Commanders and leaders
- Ivan Sirko Ivan Zhdan-Rih: Adil Giray Shirin Bey

Strength
- Unknown: Unknown

Casualties and losses
- Unknown: 3rd campaign: 3,000+ killed 500+ captured Other campaigns: Heavy

= Crimean campaigns (1668) =

The Crimean campaigns were carried by the Zaporozhian Cossacks and their Don-Kalmyk allies against the Crimean Khanate, consisting of total 4 successful campaigns into Crimea led by Ivan Sirko, on October–November 1668.

== Prelude ==

After Sirko's Sloboda–Dnieper campaign, he was in Chyhyryn with Doroshenko during September–October 1668. Sirko reorganised his Cossack army and fought against Russian Tsarist forces in Sloboda Ukraine. Doroshenko later requested Sirko to raid Crimea to disrupt Tatar support for his rival Petro Sukhovy and create favourable conditions for negotiating with Tatars, which Sirko accepted.

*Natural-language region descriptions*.
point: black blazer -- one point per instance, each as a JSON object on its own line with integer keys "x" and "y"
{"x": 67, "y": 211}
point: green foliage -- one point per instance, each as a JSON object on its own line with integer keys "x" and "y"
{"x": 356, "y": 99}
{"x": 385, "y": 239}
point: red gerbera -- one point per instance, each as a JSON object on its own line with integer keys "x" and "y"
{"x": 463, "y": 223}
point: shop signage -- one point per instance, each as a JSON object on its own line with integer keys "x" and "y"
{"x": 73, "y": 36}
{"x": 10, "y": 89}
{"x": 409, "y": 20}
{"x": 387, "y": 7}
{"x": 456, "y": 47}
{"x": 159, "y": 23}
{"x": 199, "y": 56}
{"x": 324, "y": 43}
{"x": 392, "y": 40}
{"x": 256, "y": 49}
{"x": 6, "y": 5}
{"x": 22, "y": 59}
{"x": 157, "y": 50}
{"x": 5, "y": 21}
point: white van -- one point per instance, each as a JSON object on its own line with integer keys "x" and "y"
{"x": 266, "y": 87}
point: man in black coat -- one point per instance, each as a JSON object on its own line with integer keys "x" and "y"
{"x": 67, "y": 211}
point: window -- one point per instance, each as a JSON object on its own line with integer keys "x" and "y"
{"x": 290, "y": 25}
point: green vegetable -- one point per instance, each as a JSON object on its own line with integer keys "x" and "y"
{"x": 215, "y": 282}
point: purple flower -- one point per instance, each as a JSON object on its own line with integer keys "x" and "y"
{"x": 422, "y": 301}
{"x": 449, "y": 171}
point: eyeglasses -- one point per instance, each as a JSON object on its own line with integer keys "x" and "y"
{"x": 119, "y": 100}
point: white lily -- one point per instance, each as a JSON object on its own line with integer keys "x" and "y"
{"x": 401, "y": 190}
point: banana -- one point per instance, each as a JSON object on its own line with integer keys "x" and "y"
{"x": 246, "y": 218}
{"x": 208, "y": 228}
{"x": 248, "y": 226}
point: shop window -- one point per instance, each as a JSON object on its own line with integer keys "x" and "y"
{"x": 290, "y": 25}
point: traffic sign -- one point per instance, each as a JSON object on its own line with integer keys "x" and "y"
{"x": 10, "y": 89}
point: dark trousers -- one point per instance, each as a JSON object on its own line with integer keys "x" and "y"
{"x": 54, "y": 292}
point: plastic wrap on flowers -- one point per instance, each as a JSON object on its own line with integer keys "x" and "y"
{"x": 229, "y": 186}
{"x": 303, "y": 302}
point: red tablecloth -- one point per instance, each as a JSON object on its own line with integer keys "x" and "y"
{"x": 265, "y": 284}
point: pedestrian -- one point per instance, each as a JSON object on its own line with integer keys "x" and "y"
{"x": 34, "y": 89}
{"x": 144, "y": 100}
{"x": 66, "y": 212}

...

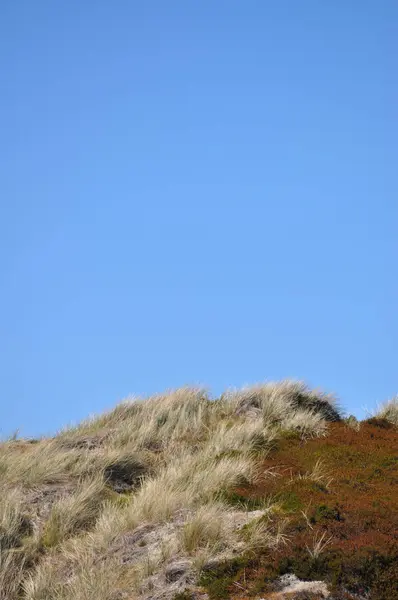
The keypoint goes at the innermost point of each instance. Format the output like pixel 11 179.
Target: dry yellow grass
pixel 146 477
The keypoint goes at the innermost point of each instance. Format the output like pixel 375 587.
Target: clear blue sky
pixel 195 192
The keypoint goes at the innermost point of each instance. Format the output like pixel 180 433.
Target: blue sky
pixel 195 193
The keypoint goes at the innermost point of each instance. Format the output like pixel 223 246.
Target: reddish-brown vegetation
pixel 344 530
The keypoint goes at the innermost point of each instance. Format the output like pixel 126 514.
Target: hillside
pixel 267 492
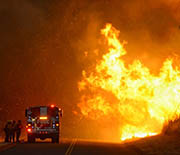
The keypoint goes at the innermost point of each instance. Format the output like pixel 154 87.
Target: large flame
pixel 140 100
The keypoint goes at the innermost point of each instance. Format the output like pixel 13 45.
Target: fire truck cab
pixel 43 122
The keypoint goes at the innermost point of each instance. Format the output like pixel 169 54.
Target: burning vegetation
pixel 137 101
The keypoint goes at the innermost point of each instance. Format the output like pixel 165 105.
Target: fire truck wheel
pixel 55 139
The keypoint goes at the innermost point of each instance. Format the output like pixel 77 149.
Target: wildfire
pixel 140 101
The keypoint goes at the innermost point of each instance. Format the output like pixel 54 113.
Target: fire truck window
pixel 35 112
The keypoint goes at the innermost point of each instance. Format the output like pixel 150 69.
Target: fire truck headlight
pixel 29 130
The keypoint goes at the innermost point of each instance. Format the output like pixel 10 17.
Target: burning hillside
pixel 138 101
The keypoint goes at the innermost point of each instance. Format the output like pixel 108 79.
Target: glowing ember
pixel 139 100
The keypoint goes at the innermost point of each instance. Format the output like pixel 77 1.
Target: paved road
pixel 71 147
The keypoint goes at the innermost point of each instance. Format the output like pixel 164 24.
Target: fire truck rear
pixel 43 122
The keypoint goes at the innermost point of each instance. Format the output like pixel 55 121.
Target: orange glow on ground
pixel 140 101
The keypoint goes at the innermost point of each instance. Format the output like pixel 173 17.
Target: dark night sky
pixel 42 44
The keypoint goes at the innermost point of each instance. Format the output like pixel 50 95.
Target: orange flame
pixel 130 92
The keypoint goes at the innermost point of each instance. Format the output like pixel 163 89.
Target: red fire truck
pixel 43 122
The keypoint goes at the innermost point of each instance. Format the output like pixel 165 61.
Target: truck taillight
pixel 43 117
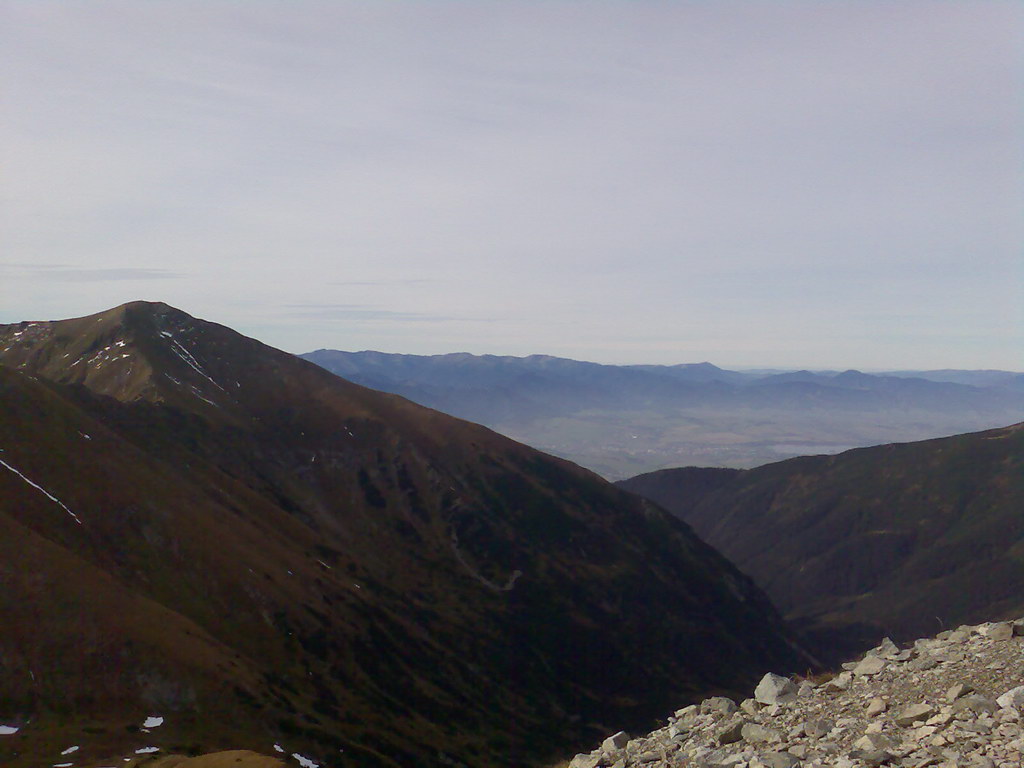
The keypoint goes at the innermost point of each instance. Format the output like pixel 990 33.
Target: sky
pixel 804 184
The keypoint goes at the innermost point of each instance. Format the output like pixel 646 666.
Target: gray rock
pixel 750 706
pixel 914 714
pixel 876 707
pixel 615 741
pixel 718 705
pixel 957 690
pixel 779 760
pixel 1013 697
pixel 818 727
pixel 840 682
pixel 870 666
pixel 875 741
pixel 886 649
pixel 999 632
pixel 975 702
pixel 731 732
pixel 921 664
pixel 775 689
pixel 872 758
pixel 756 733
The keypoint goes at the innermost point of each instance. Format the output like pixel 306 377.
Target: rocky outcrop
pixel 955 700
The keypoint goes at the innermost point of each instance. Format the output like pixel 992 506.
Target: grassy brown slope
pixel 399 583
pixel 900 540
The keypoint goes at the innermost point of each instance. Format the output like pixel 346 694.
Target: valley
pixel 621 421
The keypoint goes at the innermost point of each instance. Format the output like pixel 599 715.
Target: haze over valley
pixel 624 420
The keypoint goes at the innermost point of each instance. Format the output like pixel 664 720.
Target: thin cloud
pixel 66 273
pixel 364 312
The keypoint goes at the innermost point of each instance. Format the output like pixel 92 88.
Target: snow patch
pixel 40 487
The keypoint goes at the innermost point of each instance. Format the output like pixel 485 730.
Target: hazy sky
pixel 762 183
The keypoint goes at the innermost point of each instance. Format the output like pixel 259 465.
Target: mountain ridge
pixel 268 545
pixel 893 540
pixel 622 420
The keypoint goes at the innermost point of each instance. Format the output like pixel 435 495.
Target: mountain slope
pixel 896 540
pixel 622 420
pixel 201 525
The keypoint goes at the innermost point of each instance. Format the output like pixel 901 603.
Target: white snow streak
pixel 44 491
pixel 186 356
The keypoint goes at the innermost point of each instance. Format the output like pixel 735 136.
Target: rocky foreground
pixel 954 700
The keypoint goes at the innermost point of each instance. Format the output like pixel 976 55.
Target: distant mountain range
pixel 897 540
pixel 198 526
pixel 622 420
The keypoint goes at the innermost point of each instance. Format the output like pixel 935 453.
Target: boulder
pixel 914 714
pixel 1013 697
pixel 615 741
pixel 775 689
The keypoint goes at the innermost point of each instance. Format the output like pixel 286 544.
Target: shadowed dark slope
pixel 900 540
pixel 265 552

*REQUIREMENT 1*. According to the Crimean campaigns excerpt, how many successful campaigns into Crimea did Ivan Sirko lead?
*REQUIREMENT 2*. Extract the stretch of the Crimean campaigns excerpt from "Casualties and losses" through "which Sirko accepted.", word for word.
These records have no connection to the Crimean campaigns excerpt.

*TASK SOLUTION 1*. Four.

*TASK SOLUTION 2*.
Casualties and losses
- Unknown: 3rd campaign: 3,000+ killed 500+ captured Other campaigns: Heavy

= Crimean campaigns (1668) =

The Crimean campaigns were carried by the Zaporozhian Cossacks and their Don-Kalmyk allies against the Crimean Khanate, consisting of total 4 successful campaigns into Crimea led by Ivan Sirko, on October–November 1668.

== Prelude ==

After Sirko's Sloboda–Dnieper campaign, he was in Chyhyryn with Doroshenko during September–October 1668. Sirko reorganised his Cossack army and fought against Russian Tsarist forces in Sloboda Ukraine. Doroshenko later requested Sirko to raid Crimea to disrupt Tatar support for his rival Petro Sukhovy and create favourable conditions for negotiating with Tatars, which Sirko accepted.